## Texto de origen
La capilla ardiente improvisada en el corredor de doña Ángela está abarrotada por decena de familiares y amigos aún incrédulos, aún absortos. Tres miembros de la familia Ortiz se han ido, y el suicidio ha empañado aquel ranchito de playa.
La madre de Ada vive frente a aquella morada que dejó su hija aquella madrugada fatal. Recuerda que la tarde antes de suicidarse. Los niños jugaban en el corredor de su casa, ella los veía con ternura. Ada llegó y ambas descansaron en la misma banca donde ahora ella llora desconsolada.
Recuerda que le preguntó por el padre de sus hijos. Ella solo dijo que de eso no le gustaba hablar. Hubo un largo silencio. Muchos de los conocidos dicen que el abandono del padre de sus hijos la tenía en vilo. El joven la dejó hace unos dos años, cuando aún estaba embarazada de Alberto. Él se fue a trabajar a San Salvador y le dejó una promesa escrita piedra: “Volveré y los llevaré conmigo a San Salvador”. Nunca lo cumplió.
Doña Ángela cuenta que su hija mantenía contacto con el joven. “Se veían por Facebook. A ella eso le alegraba”, recuerda. A pesar de eso, no le ayudaba, no le mandaba ni un cinco. “No es cierto que estuviera mal económicamente. Acá nosotros le ayudábamos, además siempre fue emprendedora”, dice.
Vivían de la pesca, de las bondades del mar. Incluso, menciona que hace unos años Ada vendía yuca frita y pastelitos en las afueras de su casa. No le iba tan mal, pero tuvo que dejarlo por problemas con los vecinos. A pesar de eso, la comida nunca le faltaba. “Mi hijo vive a la par de la casa de ella y tiene tienda. Él le facilitaba arroz y frijoles. Tal vez no eran las condiciones ideales, pero sí tenía para vivir”, comenta.
“No creo que haya sido desamor, no creo que haya sido lo económico, no sé qué pudo ser”, reitera. Se levanta de la banca y camina hacia la cocina a ofrecerle almuerzo a todos los dolientes. Aquel olor a sopa de pollo se riega por el rancho y el calor azota como lo hace siempre en aquella playa.

## Qué harás
(A) Reproduce el pasaje de la crónica sobre la familia Ortiz que va de "Vivían de la" a "en aquella playa.", ambos inclusive, y cambia "yuca frita" por "plátano frito".
(B) Resume en dos oraciones la crónica sobre el duelo de la familia Ortiz.
(C) Escribe la continuación de la crónica sobre el duelo de la familia Ortiz a partir de su última oración.
Las entradas provienen de otra fuente.

Entradas almacenadas del conjunto de datos:
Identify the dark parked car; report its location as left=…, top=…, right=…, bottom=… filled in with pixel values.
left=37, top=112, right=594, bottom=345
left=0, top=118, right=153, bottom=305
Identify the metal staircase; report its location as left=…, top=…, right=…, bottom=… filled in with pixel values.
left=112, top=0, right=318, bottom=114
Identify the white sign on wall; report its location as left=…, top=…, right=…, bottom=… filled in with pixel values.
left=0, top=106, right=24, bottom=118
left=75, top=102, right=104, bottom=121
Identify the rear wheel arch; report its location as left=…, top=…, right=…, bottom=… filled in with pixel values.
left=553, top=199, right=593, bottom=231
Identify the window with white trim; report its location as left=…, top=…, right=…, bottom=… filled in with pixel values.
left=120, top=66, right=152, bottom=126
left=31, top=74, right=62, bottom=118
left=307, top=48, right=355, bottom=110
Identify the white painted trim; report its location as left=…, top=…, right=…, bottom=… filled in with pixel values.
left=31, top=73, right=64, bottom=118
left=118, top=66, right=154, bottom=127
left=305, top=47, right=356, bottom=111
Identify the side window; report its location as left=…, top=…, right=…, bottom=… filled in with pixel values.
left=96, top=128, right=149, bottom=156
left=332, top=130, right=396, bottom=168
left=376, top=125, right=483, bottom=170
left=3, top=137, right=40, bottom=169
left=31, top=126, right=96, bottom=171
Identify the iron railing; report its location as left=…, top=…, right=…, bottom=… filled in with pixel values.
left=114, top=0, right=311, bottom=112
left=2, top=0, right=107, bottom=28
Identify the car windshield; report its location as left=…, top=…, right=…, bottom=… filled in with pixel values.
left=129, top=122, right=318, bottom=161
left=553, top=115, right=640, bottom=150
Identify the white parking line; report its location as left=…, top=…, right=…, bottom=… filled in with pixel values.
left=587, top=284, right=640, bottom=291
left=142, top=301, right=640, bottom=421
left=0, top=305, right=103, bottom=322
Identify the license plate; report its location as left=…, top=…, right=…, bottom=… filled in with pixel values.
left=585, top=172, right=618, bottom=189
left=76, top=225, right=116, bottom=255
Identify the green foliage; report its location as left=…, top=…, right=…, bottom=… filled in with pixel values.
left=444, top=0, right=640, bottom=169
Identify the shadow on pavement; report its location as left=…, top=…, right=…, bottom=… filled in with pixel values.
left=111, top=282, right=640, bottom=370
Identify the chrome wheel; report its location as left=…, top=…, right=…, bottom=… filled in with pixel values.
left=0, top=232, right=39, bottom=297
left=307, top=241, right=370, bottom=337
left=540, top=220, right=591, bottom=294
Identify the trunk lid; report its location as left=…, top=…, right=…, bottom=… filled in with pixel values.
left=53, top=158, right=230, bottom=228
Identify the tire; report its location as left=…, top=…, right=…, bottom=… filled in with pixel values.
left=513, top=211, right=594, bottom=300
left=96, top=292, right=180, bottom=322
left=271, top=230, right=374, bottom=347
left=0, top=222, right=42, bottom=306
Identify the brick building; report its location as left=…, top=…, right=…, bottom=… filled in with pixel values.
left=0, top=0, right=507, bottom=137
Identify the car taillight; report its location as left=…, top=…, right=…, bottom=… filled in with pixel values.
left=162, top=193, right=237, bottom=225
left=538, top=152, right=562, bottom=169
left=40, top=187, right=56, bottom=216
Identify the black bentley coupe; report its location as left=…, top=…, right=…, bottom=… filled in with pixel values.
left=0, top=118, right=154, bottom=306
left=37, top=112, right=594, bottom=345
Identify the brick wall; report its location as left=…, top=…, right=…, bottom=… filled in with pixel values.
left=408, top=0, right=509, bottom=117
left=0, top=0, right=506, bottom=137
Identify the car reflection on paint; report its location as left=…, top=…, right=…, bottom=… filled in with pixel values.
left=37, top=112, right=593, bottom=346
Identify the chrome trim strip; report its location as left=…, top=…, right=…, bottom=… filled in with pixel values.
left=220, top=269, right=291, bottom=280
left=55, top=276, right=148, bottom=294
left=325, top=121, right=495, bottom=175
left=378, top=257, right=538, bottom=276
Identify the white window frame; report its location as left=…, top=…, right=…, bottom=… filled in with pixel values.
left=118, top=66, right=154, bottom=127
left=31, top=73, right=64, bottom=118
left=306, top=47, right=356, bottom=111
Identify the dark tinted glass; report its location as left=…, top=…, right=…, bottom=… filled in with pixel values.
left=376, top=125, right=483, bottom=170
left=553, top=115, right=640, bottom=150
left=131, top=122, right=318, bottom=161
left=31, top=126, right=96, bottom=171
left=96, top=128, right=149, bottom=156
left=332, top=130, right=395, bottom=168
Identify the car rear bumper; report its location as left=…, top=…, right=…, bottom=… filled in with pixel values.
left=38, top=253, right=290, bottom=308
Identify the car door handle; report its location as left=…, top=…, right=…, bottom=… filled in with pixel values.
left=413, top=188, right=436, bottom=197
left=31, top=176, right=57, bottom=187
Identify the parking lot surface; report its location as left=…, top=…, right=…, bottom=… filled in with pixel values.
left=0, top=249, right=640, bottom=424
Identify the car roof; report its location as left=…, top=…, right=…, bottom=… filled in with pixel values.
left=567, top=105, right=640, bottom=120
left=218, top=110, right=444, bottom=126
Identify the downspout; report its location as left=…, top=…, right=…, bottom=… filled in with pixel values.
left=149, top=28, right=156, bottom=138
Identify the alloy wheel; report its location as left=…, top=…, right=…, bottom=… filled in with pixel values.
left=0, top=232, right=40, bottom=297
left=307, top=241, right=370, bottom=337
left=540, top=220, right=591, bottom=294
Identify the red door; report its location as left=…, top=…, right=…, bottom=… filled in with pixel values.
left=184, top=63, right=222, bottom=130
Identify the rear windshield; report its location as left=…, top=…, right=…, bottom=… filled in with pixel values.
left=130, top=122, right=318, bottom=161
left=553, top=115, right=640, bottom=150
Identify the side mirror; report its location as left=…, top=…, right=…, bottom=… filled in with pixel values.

## Respuestas
(A)
Vivían de la pesca, de las bondades del mar. Incluso, menciona que hace unos años Ada vendía plátano frito y pastelitos en las afueras de su casa. No le iba tan mal, pero tuvo que dejarlo por problemas con los vecinos. A pesar de eso, la comida nunca le faltaba. “Mi hijo vive a la par de la casa de ella y tiene tienda. Él le facilitaba arroz y frijoles. Tal vez no eran las condiciones ideales, pero sí tenía para vivir”, comenta.
“No creo que haya sido desamor, no creo que haya sido lo económico, no sé qué pudo ser”, reitera. Se levanta de la banca y camina hacia la cocina a ofrecerle almuerzo a todos los dolientes. Aquel olor a sopa de pollo se riega por el rancho y el calor azota como lo hace siempre en aquella playa.

(B) Doña Ángela, madre de Ada, recuerda la tarde anterior al suicidio de su hija y cuenta que el padre de sus hijos la dejó hace unos dos años para irse a trabajar a San Salvador, sin cumplir nunca su promesa de llevarlos consigo. Según ella, a Ada no le faltaba comida porque la familia la ayudaba, por lo que no cree que la causa haya sido el desamor ni lo económico.

(C)
Mauricio, el primo de Ada, devora la sopa como quien no ha comido en días. Se asoma a la puerta de bejucos y anuncia que en aquel largo pasaje de tierra viene entrando un pick up negro. Es de su hermano y trae en la cama del vehículo un ataúd mediano, con el cadáver de Alison, la otra hija de Ada, quien fue encontrada hasta ayer apilada entre basura y ramas en plena bocanada, casi 15 horas después de que su madre fuera encontrada.
La cuarta fue la vencida
Los vecinos y sus familiares recuerdan a Ada como una mujer sonriente, vivaz. “Le encantaba cantar y bailar. Siempre andaba cantando”, recuerda su mamá. Pero no siempre fue tan alegre. Ada ya había intentado suicidarse unas tres veces, además de haber intentado asesinar a sus hijos. “La primera vez fue con un cuchillo, después puso tres lazos colgados, la tercera fue cuando se los quiso llevar a un peñasco alto y la lograron detener. Esta vez ya no se pudo”, cuenta.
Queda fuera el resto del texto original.